Directions for this task. Transcribe the material verbatim in full; the pictures do not belong in the copy.

***** Extracted entries *****

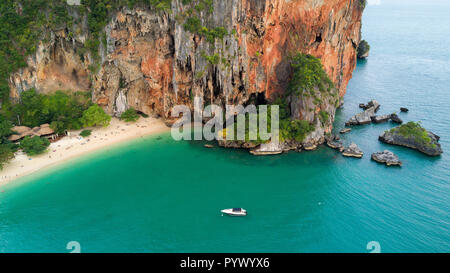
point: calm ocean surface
(158, 195)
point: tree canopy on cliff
(308, 73)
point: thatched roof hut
(23, 131)
(20, 129)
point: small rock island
(414, 136)
(387, 157)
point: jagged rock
(271, 148)
(370, 104)
(353, 151)
(335, 144)
(345, 130)
(363, 49)
(387, 157)
(381, 119)
(309, 147)
(418, 139)
(395, 118)
(362, 118)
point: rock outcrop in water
(353, 151)
(365, 117)
(151, 61)
(414, 136)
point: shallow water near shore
(159, 195)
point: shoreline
(74, 146)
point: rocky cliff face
(150, 62)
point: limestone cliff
(149, 60)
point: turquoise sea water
(158, 195)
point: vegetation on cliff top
(308, 74)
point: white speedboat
(235, 212)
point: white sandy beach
(74, 146)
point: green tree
(6, 154)
(5, 129)
(95, 116)
(34, 145)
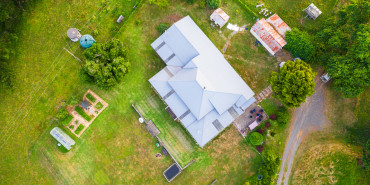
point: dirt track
(307, 118)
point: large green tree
(299, 44)
(293, 83)
(106, 64)
(343, 47)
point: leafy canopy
(299, 44)
(106, 64)
(293, 83)
(343, 45)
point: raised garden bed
(82, 113)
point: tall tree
(344, 46)
(299, 44)
(293, 83)
(106, 64)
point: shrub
(273, 117)
(79, 129)
(256, 138)
(213, 4)
(190, 1)
(62, 114)
(82, 113)
(283, 116)
(161, 28)
(99, 105)
(260, 148)
(90, 97)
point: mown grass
(79, 129)
(90, 97)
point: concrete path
(307, 118)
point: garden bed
(82, 113)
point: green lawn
(116, 149)
(90, 97)
(79, 129)
(82, 113)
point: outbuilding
(312, 11)
(62, 138)
(219, 17)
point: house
(62, 138)
(199, 86)
(271, 33)
(85, 104)
(312, 11)
(219, 17)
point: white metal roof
(203, 89)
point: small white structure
(312, 11)
(219, 17)
(325, 77)
(73, 34)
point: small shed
(73, 34)
(312, 11)
(219, 17)
(85, 104)
(62, 138)
(87, 41)
(172, 172)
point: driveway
(307, 118)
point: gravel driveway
(307, 118)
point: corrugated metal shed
(219, 17)
(268, 33)
(312, 11)
(62, 138)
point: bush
(283, 116)
(256, 138)
(82, 113)
(90, 97)
(267, 124)
(161, 28)
(190, 1)
(273, 117)
(213, 4)
(79, 129)
(260, 148)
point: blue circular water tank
(87, 41)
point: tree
(256, 138)
(161, 28)
(293, 83)
(106, 64)
(299, 44)
(160, 3)
(343, 47)
(213, 4)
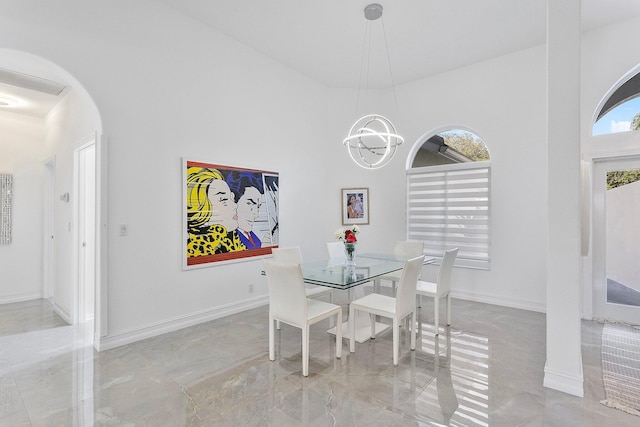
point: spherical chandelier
(372, 140)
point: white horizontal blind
(448, 207)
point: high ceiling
(325, 40)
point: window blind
(448, 207)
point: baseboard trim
(504, 302)
(177, 323)
(8, 299)
(563, 382)
(62, 312)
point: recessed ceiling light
(8, 101)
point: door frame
(48, 259)
(597, 288)
(84, 231)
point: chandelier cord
(367, 37)
(386, 46)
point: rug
(621, 367)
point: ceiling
(325, 40)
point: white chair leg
(372, 318)
(305, 351)
(413, 335)
(339, 334)
(436, 312)
(396, 340)
(352, 330)
(272, 347)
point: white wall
(606, 63)
(503, 101)
(167, 87)
(623, 251)
(22, 143)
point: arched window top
(451, 146)
(621, 111)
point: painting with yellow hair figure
(230, 213)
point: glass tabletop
(334, 273)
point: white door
(48, 243)
(616, 242)
(86, 231)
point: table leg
(363, 321)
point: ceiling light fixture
(373, 140)
(7, 101)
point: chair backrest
(335, 250)
(446, 267)
(408, 250)
(406, 293)
(287, 295)
(291, 254)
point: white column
(563, 369)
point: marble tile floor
(488, 372)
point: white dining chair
(294, 255)
(404, 249)
(440, 288)
(288, 303)
(396, 308)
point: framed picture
(355, 206)
(229, 213)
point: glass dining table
(334, 273)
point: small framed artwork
(355, 206)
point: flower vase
(350, 253)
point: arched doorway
(61, 123)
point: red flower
(349, 237)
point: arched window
(621, 111)
(448, 197)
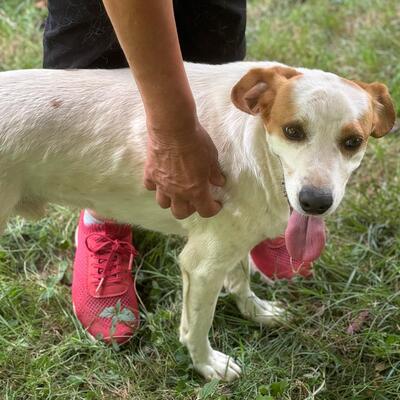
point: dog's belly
(125, 206)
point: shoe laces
(110, 255)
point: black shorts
(78, 33)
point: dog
(78, 138)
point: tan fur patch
(283, 110)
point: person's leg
(78, 34)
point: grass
(44, 354)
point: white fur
(78, 138)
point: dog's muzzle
(315, 200)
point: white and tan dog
(77, 137)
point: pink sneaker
(103, 290)
(272, 260)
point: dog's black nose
(315, 200)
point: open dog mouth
(305, 236)
(305, 233)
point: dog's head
(318, 124)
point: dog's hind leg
(237, 282)
(9, 198)
(203, 272)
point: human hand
(181, 164)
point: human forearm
(147, 33)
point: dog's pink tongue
(305, 237)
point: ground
(344, 339)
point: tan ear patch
(256, 91)
(384, 114)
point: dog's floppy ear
(255, 92)
(383, 108)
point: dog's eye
(352, 143)
(293, 132)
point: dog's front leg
(203, 272)
(252, 307)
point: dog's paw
(219, 366)
(269, 313)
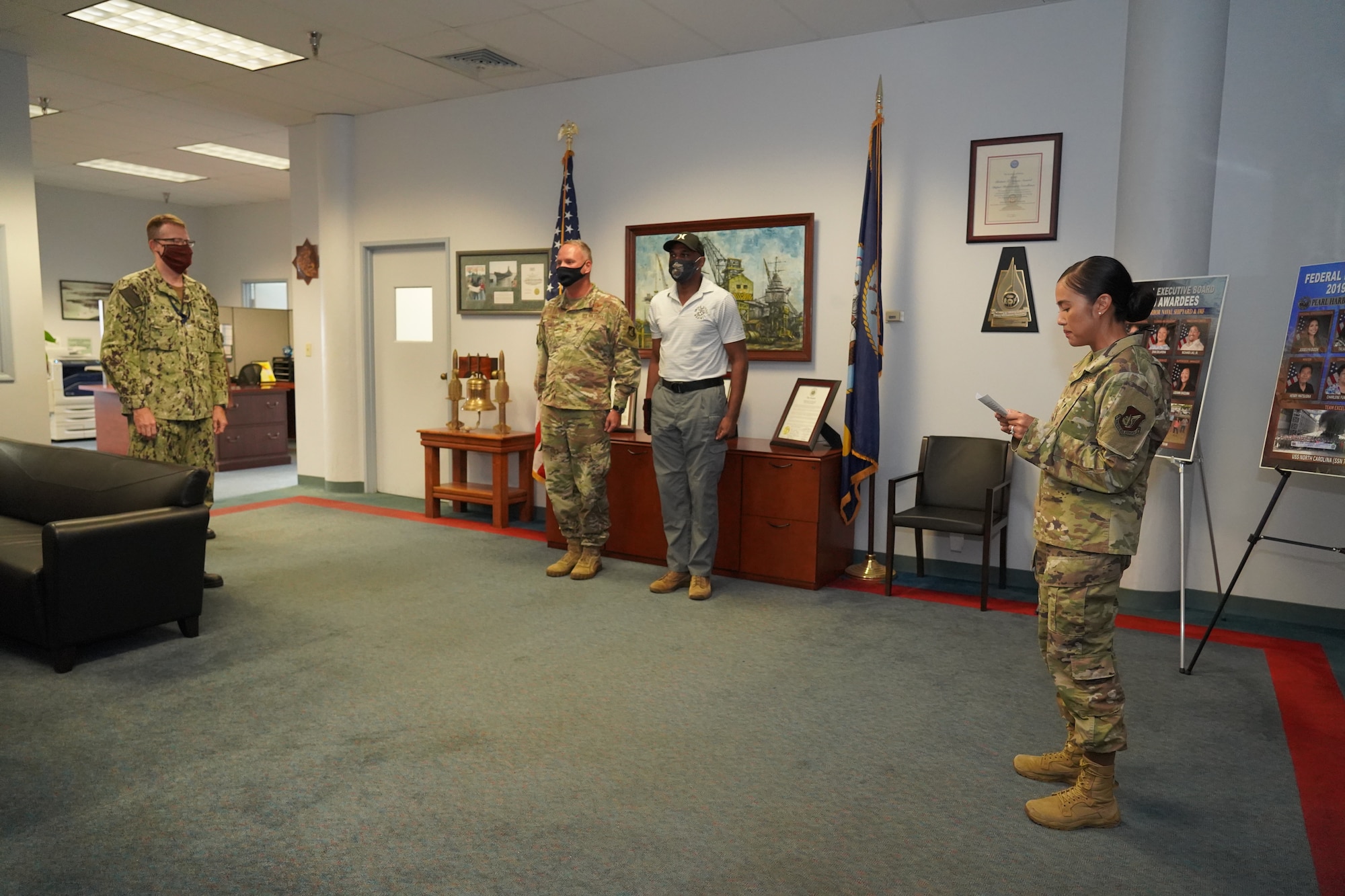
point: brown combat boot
(566, 564)
(1061, 766)
(670, 581)
(1089, 803)
(588, 565)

*****

Task answer.
point: calm ocean surface
(158, 195)
point: tree canopy on cliff
(308, 73)
point: thatched roof hut
(23, 131)
(20, 129)
point: small rock island
(414, 136)
(387, 157)
point: jagged rock
(271, 148)
(370, 104)
(353, 151)
(335, 144)
(345, 130)
(363, 49)
(387, 157)
(381, 119)
(309, 147)
(418, 139)
(395, 118)
(362, 118)
point: rock outcrop in water
(353, 151)
(365, 117)
(151, 61)
(414, 136)
point: shallow water near shore
(159, 195)
point: shoreline
(74, 146)
point: rocky cliff face
(150, 62)
point: limestone cliff
(149, 60)
point: turquoise sea water
(158, 195)
point: vegetation on cliff top
(308, 74)
point: white speedboat
(235, 212)
point: white sandy beach
(74, 146)
point: green tree
(6, 154)
(5, 129)
(95, 116)
(34, 145)
point: dirt track
(307, 118)
point: large green tree
(299, 44)
(293, 83)
(106, 64)
(343, 47)
point: leafy canopy
(299, 44)
(106, 64)
(293, 83)
(343, 45)
point: raised garden bed
(82, 113)
point: tall tree
(344, 46)
(299, 44)
(293, 83)
(106, 64)
point: shrub
(273, 117)
(79, 129)
(256, 138)
(213, 4)
(190, 1)
(62, 114)
(82, 113)
(283, 116)
(161, 28)
(99, 105)
(260, 148)
(90, 97)
point: mown grass
(79, 129)
(90, 97)
point: concrete path
(307, 118)
point: garden bed
(82, 113)
point: green lawn
(116, 149)
(90, 97)
(79, 129)
(82, 113)
point: outbuilding
(312, 11)
(62, 138)
(219, 17)
point: house
(62, 138)
(199, 86)
(271, 33)
(85, 104)
(312, 11)
(219, 17)
point: white metal roof
(203, 89)
point: small white structure
(312, 11)
(219, 17)
(325, 77)
(73, 34)
point: small shed
(73, 34)
(312, 11)
(219, 17)
(85, 104)
(62, 138)
(87, 41)
(172, 172)
point: driveway
(307, 118)
point: gravel driveway
(307, 118)
point: corrugated metal shed
(219, 17)
(268, 33)
(312, 11)
(62, 138)
point: bush
(283, 116)
(256, 138)
(82, 113)
(90, 97)
(267, 124)
(161, 28)
(190, 1)
(273, 117)
(213, 4)
(79, 129)
(260, 148)
point: blue circular water tank
(87, 41)
point: tree
(256, 138)
(161, 28)
(293, 83)
(106, 64)
(299, 44)
(160, 3)
(343, 47)
(213, 4)
point: spherical chandelier
(372, 140)
point: white horizontal blind
(448, 207)
point: high ceiling
(325, 40)
point: window blind
(448, 207)
point: baseboard trim
(504, 302)
(177, 323)
(8, 299)
(563, 382)
(62, 312)
point: recessed ceiling light
(8, 101)
point: door frame
(48, 259)
(597, 288)
(84, 231)
point: chandelier cord
(367, 37)
(386, 46)
point: rug
(621, 367)
point: ceiling
(325, 40)
point: white chair leg
(372, 318)
(305, 351)
(413, 335)
(339, 334)
(436, 312)
(396, 340)
(352, 330)
(272, 347)
point: white wall
(606, 63)
(503, 101)
(167, 87)
(623, 251)
(22, 143)
point: arched window top
(451, 146)
(621, 111)
point: painting with yellow hair figure
(230, 213)
point: glass tabletop
(334, 273)
point: white door
(48, 243)
(616, 242)
(86, 231)
point: table leg
(363, 321)
point: ceiling light fixture
(373, 140)
(7, 101)
point: chair backrest
(335, 250)
(446, 267)
(408, 250)
(406, 293)
(287, 295)
(291, 254)
point: white column
(563, 369)
point: marble tile floor
(488, 372)
point: white dining chair
(294, 255)
(404, 249)
(440, 288)
(288, 303)
(396, 308)
point: framed picture
(355, 206)
(229, 213)
point: glass dining table
(334, 273)
point: small framed artwork
(355, 206)
point: flower vase
(350, 253)
point: arched doorway
(61, 123)
point: red flower
(349, 237)
point: arched window
(621, 111)
(448, 197)
point: dog's belly
(125, 206)
point: shoe laces
(110, 255)
point: black shorts
(78, 33)
point: dog
(78, 138)
point: tan fur patch
(283, 110)
point: person's leg
(78, 34)
point: grass
(44, 354)
point: white fur
(78, 138)
point: dog's muzzle
(315, 200)
point: white and tan dog
(77, 137)
point: pink sneaker
(103, 290)
(272, 260)
point: dog's black nose
(315, 200)
point: open dog mouth
(305, 236)
(305, 233)
point: dog's head
(318, 124)
point: dog's hind leg
(237, 282)
(9, 198)
(203, 272)
point: human hand
(181, 164)
point: human forearm
(147, 33)
point: dog's pink tongue
(305, 237)
point: ground
(344, 339)
point: tan ear patch
(256, 91)
(384, 114)
point: dog's floppy ear
(255, 92)
(383, 108)
point: dog's eye
(352, 143)
(293, 132)
point: dog's front leg
(203, 272)
(252, 307)
point: dog's paw
(219, 366)
(269, 313)
point: brown combat boot
(566, 564)
(1061, 766)
(670, 581)
(1089, 803)
(588, 565)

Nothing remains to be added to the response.